## [Task instructions]
Leave the pictures aside and write out exactly every line from the one containing "Mark the metal" through the last line.

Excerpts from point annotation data
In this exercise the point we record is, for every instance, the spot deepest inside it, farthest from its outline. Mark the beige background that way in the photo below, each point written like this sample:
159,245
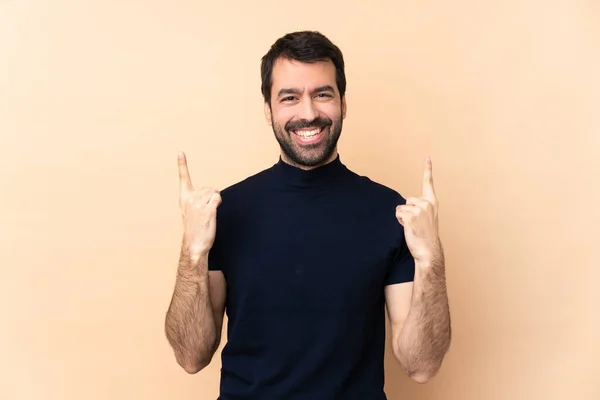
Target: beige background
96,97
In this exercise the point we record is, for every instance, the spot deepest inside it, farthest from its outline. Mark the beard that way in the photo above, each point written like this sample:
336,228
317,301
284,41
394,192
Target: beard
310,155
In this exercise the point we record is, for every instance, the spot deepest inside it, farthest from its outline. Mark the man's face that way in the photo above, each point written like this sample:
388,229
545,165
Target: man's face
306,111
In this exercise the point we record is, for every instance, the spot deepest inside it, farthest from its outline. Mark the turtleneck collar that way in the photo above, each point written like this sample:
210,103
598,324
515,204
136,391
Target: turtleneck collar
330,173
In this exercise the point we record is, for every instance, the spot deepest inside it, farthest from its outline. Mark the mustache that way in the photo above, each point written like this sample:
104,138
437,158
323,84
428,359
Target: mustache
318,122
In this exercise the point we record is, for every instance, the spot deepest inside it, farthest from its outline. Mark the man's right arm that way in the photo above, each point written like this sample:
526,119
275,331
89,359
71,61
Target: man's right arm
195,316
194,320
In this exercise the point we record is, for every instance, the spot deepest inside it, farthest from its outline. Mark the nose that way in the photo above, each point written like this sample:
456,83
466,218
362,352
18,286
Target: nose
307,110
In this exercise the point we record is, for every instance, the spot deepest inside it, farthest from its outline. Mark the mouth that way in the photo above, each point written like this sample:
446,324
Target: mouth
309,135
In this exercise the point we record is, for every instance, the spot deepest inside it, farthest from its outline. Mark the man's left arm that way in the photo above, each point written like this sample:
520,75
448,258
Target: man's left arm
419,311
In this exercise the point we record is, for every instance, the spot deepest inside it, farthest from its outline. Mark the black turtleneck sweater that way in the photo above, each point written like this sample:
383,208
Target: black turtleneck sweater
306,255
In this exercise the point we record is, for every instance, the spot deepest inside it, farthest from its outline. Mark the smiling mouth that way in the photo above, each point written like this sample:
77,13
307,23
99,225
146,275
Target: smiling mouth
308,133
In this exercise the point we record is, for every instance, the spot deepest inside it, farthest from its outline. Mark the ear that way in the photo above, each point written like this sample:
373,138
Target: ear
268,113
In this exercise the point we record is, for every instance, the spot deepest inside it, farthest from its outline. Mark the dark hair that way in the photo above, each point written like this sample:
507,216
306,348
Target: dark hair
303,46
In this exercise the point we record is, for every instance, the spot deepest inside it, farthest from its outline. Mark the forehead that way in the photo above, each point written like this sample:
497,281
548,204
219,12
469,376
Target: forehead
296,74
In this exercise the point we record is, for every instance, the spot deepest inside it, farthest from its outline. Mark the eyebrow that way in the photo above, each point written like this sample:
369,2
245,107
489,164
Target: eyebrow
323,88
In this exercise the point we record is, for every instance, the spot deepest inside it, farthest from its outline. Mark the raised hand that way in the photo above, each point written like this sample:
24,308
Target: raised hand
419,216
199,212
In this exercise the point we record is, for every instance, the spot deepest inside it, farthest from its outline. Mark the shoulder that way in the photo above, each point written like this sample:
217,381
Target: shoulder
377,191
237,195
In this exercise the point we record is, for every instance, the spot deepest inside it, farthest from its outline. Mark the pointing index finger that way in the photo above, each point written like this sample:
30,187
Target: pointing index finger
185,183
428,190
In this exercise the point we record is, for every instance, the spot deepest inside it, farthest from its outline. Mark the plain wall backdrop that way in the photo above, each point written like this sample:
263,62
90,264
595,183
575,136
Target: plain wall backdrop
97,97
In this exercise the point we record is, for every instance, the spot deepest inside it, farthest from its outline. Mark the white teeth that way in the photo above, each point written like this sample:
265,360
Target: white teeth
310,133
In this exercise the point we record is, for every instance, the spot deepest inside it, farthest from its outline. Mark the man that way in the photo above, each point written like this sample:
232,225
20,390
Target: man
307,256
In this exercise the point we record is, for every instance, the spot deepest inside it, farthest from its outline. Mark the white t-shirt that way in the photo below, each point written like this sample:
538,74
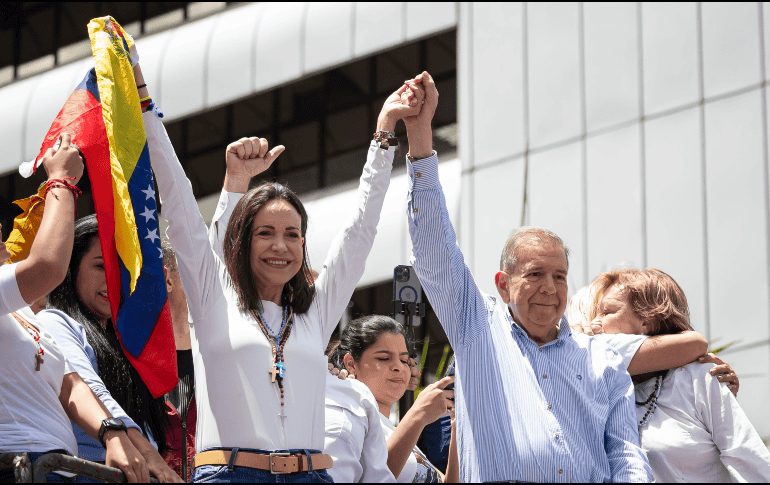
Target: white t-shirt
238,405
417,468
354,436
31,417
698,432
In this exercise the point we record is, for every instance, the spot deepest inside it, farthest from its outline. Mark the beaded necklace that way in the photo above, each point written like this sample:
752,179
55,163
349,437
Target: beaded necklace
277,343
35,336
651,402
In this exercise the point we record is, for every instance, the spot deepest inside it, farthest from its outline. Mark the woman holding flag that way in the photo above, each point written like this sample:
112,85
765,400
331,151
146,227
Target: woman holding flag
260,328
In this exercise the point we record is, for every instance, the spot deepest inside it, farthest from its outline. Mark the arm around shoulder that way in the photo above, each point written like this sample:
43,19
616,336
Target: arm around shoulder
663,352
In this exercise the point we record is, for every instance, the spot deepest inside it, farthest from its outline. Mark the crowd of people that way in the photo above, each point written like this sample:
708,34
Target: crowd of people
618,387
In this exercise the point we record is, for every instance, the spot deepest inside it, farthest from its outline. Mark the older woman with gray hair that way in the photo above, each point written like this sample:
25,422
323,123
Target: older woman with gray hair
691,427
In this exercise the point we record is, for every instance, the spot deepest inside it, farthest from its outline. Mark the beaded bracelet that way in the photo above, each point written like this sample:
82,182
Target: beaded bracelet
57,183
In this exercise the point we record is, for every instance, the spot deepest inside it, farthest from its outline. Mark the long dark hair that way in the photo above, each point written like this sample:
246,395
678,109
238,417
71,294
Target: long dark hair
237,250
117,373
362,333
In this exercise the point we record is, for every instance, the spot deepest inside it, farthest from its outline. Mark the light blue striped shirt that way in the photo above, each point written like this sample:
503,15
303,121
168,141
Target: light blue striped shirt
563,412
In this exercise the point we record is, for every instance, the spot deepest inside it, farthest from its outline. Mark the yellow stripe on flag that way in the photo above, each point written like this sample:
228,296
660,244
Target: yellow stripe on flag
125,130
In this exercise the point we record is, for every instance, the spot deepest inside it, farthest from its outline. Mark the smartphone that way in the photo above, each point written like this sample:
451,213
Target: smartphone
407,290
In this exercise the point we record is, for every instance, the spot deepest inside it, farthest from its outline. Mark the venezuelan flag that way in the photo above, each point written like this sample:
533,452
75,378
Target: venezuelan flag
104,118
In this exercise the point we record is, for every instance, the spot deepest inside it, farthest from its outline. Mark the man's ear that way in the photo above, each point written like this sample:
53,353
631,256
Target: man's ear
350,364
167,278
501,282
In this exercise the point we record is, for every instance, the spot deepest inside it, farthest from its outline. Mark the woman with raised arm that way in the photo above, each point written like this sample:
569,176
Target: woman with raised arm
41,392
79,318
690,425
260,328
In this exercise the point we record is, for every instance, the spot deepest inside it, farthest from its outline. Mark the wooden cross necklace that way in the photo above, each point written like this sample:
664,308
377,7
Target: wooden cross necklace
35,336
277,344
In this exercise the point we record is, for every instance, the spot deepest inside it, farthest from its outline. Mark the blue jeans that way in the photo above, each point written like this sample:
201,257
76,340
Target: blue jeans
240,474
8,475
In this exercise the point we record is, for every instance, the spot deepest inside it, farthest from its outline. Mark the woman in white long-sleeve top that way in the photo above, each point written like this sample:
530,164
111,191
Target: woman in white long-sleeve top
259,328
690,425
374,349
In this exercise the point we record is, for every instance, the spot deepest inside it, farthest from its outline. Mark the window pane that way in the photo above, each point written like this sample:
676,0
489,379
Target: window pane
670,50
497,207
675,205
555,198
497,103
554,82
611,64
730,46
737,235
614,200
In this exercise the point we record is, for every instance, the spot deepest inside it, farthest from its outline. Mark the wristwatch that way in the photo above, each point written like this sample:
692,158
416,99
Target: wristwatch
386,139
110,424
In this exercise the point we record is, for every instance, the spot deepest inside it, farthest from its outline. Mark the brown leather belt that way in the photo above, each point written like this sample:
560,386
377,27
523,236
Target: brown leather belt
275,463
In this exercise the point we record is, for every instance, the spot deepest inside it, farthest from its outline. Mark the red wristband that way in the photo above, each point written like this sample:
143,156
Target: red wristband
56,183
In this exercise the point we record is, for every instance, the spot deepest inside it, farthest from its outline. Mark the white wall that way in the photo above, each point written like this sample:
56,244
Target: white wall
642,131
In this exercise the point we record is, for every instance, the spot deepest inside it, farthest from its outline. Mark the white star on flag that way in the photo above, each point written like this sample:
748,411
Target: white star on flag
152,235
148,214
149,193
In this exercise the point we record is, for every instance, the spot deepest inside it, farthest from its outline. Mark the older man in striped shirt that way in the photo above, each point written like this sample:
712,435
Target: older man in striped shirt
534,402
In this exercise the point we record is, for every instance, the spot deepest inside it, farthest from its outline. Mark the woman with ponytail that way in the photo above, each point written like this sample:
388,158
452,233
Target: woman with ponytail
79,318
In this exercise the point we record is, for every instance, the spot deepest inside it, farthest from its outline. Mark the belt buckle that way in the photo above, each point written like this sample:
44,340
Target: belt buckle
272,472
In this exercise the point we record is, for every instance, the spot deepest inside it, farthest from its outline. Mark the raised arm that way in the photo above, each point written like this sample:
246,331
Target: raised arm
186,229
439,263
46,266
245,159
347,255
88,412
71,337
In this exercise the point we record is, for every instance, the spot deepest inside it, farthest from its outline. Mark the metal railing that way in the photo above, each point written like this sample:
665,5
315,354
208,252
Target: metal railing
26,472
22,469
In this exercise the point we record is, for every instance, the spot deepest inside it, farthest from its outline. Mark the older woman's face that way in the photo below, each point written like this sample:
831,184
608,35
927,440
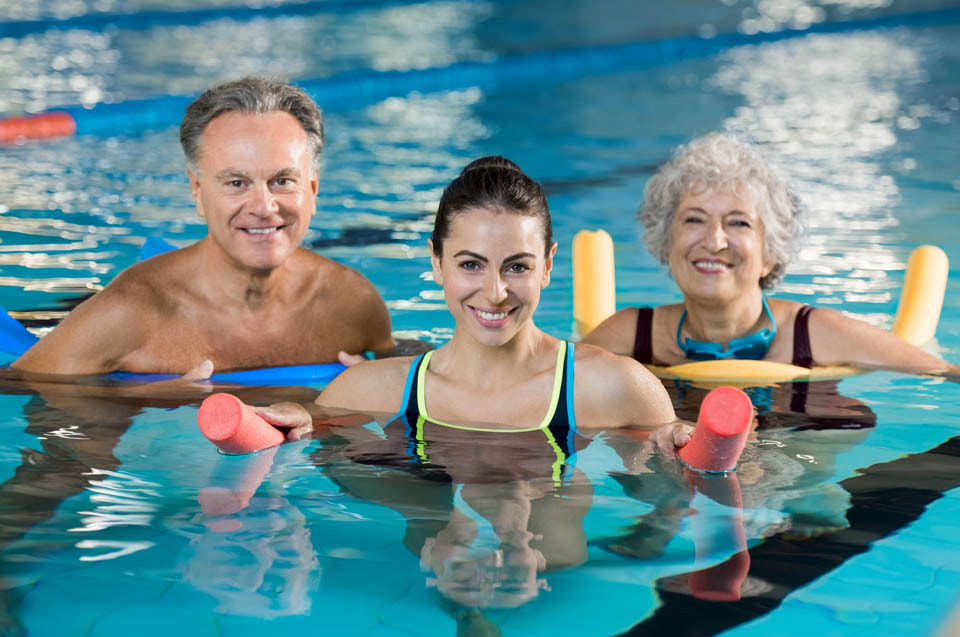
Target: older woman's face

## [Full output]
In this exercise the point we record is, for every instance, the spot deepest inside it, farthest from its outline. Mark the metal railing that way in the photo above, each point written like this sample:
665,5
315,354
208,252
Target: metal railing
26,472
22,469
In this exercise the point we record is, for every instance, the spot deepest inside it, farthest from its outline. Mark the older woman's face that way in the photo below, each point written like this sample:
831,184
608,35
927,440
Target: older woman's face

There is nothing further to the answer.